### EXERCISE OBJECTIVE
Below are the records; copy exactly the stretch from the line containing "point(455, 431)" through the line containing "point(864, 376)", both ends included, and nothing else.
DATA FOR THE TASK section start
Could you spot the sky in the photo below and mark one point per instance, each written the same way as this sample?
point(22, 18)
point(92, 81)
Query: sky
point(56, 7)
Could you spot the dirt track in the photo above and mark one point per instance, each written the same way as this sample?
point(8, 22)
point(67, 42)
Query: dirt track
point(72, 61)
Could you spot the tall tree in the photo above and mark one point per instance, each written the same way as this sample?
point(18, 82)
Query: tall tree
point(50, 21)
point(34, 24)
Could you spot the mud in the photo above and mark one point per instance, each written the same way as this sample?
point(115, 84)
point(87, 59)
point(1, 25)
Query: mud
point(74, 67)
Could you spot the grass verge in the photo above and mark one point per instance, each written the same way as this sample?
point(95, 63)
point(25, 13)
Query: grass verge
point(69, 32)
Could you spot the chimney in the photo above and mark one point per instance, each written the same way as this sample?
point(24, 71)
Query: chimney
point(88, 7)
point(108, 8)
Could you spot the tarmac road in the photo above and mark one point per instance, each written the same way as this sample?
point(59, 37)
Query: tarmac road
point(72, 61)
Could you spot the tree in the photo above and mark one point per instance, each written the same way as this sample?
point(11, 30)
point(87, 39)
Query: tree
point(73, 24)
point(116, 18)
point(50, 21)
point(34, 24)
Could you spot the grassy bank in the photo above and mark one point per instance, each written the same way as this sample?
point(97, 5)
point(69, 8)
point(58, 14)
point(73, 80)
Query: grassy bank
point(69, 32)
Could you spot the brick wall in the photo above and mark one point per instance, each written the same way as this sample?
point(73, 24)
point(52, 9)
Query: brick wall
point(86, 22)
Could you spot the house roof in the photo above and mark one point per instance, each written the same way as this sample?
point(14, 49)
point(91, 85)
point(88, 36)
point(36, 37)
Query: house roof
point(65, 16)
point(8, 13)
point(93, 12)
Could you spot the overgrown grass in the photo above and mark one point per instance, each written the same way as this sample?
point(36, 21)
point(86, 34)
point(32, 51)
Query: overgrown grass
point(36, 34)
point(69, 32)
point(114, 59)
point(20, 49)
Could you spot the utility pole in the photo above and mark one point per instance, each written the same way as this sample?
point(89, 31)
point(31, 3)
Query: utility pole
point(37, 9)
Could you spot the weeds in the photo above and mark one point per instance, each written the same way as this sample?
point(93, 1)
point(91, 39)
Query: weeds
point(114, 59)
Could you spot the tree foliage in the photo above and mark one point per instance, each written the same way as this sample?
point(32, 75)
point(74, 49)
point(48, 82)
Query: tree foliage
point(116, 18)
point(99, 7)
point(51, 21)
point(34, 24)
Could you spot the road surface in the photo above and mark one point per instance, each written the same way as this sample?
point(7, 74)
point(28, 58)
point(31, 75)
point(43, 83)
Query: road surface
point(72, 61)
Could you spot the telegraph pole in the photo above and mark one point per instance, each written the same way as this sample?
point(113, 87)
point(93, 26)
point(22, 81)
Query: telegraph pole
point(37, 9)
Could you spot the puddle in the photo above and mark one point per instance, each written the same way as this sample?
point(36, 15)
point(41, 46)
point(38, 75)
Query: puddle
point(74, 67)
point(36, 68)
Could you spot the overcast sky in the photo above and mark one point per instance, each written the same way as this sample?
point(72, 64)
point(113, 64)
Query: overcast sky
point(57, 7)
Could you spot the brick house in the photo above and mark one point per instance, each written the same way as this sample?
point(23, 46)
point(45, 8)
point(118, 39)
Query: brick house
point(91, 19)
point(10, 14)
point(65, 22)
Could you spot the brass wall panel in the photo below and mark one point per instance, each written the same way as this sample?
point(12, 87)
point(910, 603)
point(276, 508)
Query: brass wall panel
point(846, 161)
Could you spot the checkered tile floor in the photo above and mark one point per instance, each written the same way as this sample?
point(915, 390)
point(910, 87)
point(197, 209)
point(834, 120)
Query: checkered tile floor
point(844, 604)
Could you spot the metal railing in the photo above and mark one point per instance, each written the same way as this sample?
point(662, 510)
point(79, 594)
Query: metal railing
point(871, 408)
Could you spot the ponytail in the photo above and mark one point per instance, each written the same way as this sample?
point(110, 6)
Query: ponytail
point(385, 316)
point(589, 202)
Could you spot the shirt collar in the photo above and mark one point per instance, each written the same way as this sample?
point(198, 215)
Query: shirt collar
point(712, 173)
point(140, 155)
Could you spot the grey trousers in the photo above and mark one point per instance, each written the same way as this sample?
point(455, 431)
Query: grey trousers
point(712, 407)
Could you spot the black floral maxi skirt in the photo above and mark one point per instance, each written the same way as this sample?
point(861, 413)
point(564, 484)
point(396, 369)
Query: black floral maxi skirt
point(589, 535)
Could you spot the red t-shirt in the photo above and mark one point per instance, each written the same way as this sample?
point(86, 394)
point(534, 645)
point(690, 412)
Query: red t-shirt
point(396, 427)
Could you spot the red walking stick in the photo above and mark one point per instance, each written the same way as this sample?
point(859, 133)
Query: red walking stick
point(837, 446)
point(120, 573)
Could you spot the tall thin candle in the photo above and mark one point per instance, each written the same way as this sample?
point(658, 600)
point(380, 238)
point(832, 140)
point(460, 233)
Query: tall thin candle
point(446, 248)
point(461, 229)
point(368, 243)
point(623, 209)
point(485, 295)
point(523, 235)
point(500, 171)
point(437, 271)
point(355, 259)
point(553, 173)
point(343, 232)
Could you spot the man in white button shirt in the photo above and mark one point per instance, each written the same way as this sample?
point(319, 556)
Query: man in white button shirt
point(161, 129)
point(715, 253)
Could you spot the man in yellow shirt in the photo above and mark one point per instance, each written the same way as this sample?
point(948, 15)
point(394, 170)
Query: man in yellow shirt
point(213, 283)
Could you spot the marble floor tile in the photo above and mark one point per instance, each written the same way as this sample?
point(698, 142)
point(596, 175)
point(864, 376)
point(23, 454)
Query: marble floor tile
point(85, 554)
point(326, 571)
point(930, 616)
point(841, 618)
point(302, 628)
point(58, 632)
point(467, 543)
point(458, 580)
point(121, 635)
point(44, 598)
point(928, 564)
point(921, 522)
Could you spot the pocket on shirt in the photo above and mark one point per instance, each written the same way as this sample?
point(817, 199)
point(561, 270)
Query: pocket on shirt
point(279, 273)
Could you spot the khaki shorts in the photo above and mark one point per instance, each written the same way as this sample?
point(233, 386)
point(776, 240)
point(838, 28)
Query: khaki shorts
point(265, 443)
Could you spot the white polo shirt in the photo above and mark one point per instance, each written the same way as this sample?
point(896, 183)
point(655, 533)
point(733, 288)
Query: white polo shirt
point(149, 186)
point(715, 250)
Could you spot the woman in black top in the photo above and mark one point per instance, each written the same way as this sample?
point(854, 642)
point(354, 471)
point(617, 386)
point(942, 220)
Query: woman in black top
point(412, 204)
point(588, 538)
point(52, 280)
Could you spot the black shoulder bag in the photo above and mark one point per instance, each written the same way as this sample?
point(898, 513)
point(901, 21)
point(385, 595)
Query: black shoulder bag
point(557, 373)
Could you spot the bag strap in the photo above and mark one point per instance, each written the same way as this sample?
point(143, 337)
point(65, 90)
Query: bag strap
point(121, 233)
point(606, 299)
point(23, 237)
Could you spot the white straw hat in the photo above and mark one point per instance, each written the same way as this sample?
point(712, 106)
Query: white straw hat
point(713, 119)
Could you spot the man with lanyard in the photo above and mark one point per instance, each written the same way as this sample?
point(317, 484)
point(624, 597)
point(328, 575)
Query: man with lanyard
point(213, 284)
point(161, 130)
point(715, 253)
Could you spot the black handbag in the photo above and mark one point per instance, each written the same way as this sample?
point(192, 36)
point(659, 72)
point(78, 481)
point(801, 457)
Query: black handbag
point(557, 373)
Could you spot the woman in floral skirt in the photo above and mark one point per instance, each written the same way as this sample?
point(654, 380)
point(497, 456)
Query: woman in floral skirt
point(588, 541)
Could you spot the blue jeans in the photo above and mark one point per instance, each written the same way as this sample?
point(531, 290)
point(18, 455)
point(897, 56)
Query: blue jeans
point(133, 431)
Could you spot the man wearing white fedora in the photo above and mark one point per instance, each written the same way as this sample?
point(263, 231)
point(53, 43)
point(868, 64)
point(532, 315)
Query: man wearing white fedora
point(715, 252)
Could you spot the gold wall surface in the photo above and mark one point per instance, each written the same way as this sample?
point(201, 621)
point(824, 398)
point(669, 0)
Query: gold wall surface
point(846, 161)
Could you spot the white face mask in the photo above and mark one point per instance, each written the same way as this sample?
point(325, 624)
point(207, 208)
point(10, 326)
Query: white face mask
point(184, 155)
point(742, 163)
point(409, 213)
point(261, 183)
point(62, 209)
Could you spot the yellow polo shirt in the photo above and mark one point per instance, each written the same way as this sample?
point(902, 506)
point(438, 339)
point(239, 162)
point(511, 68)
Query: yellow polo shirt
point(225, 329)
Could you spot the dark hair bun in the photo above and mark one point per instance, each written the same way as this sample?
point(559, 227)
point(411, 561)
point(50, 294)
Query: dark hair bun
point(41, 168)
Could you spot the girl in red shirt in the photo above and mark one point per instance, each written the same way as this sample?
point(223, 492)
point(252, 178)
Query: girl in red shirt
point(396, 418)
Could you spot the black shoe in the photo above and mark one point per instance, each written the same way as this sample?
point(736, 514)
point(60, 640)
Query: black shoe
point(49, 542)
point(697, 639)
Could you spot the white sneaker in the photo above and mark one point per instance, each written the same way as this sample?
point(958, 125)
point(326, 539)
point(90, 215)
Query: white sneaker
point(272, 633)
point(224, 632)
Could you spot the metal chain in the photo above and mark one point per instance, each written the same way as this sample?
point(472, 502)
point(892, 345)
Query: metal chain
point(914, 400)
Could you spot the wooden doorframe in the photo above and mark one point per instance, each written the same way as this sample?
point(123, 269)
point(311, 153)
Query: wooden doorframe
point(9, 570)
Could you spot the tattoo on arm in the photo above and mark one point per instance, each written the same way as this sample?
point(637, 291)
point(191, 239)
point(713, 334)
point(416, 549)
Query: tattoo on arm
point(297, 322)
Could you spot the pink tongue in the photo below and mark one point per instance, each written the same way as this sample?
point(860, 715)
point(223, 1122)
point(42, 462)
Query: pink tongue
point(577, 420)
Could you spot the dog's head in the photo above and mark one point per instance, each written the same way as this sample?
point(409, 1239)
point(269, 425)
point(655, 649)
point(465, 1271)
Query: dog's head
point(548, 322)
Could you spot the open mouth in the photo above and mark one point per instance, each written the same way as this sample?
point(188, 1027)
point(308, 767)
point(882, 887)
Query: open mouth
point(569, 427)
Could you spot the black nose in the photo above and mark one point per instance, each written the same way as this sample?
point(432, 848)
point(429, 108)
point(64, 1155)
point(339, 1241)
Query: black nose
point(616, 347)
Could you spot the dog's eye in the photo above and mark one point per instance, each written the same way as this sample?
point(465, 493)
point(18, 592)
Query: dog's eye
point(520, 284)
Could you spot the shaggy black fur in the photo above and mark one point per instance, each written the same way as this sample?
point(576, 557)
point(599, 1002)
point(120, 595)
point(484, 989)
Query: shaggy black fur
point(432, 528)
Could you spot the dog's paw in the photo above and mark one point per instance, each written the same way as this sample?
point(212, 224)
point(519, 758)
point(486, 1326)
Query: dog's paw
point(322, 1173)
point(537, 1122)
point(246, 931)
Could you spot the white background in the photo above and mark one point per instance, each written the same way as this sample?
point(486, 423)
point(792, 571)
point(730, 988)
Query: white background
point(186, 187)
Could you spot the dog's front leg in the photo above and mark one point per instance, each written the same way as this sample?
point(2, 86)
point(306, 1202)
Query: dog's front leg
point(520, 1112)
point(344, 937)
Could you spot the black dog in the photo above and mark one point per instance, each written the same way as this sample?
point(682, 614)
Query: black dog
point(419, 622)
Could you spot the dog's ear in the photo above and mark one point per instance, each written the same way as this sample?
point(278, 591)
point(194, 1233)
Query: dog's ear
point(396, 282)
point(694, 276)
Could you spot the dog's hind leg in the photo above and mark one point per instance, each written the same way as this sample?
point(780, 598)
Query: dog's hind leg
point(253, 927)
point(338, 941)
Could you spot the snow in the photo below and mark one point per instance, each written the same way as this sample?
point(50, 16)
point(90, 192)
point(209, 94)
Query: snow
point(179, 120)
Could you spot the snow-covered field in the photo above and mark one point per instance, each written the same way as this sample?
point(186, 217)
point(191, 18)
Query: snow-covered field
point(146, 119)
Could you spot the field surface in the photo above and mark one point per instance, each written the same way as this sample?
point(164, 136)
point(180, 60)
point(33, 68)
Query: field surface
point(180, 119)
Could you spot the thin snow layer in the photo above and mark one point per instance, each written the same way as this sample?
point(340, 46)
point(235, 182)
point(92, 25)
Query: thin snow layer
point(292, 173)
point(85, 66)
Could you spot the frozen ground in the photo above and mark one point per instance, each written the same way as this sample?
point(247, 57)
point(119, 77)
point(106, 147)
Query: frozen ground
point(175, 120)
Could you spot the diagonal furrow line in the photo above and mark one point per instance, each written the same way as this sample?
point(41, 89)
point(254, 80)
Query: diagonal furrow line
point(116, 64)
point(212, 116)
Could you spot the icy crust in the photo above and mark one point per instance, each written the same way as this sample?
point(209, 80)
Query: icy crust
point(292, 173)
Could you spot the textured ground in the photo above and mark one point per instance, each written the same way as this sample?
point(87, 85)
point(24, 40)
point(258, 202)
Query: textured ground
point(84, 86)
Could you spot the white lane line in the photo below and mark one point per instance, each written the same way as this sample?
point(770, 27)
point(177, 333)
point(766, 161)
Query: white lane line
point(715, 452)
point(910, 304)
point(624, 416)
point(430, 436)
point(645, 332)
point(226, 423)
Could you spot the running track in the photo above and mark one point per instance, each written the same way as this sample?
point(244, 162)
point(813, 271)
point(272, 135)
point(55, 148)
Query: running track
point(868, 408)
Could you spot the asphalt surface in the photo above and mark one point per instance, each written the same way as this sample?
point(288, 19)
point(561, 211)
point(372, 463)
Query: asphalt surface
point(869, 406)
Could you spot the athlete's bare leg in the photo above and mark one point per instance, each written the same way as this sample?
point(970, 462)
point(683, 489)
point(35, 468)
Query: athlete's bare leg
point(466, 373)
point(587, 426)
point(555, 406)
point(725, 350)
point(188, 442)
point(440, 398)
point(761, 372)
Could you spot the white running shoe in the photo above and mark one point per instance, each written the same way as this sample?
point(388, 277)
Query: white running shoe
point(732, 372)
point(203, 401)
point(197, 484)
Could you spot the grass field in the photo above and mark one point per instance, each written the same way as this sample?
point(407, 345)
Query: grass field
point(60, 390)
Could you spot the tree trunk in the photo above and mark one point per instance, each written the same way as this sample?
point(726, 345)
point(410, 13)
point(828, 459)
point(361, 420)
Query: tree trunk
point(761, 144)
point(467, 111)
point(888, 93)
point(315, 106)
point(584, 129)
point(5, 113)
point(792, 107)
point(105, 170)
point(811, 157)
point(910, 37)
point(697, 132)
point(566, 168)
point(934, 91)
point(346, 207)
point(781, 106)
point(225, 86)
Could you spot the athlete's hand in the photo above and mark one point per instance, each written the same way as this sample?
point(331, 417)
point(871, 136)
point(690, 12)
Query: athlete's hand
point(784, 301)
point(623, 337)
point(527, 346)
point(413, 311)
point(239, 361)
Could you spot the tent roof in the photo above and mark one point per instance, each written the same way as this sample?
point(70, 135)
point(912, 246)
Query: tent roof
DATA FOR THE TASK section end
### RESULT FOR THIS TASK
point(455, 431)
Query: grey trousers
point(712, 407)
Could you spot the black floral maxi skirt in the photo above and mark one point per instance, each written the same way as this sample?
point(861, 413)
point(564, 484)
point(396, 369)
Query: black floral maxi skirt
point(589, 535)
Could you spot the red t-shirt in the photo above and mark one point per instance, each written the same way as this sample?
point(86, 394)
point(534, 645)
point(690, 412)
Query: red t-shirt
point(396, 427)
Could you spot the red walking stick in the photo above and mark one point per instance, each written the same way as this sample?
point(859, 133)
Query: red walking stick
point(837, 446)
point(120, 573)
Could you spot the tall thin candle in the photo above and mark one point per instance, each written the same way as this sample?
point(658, 600)
point(380, 238)
point(832, 140)
point(460, 233)
Query: tall thin candle
point(446, 248)
point(461, 229)
point(368, 243)
point(623, 209)
point(485, 295)
point(523, 235)
point(500, 171)
point(437, 271)
point(355, 259)
point(553, 173)
point(343, 232)
Could you spot the man in white button shirt in the photo above and mark one point per instance, each written the same way as this sample?
point(319, 556)
Query: man in white button shirt
point(161, 129)
point(715, 253)
Could you spot the man in yellow shirt in the photo above and mark one point per instance, each written the same way as this sample?
point(948, 15)
point(394, 170)
Query: man in yellow shirt
point(213, 283)
Could you spot the marble floor tile in the photo above and mark one point per instance, each written the same way as this sample?
point(698, 142)
point(596, 175)
point(864, 376)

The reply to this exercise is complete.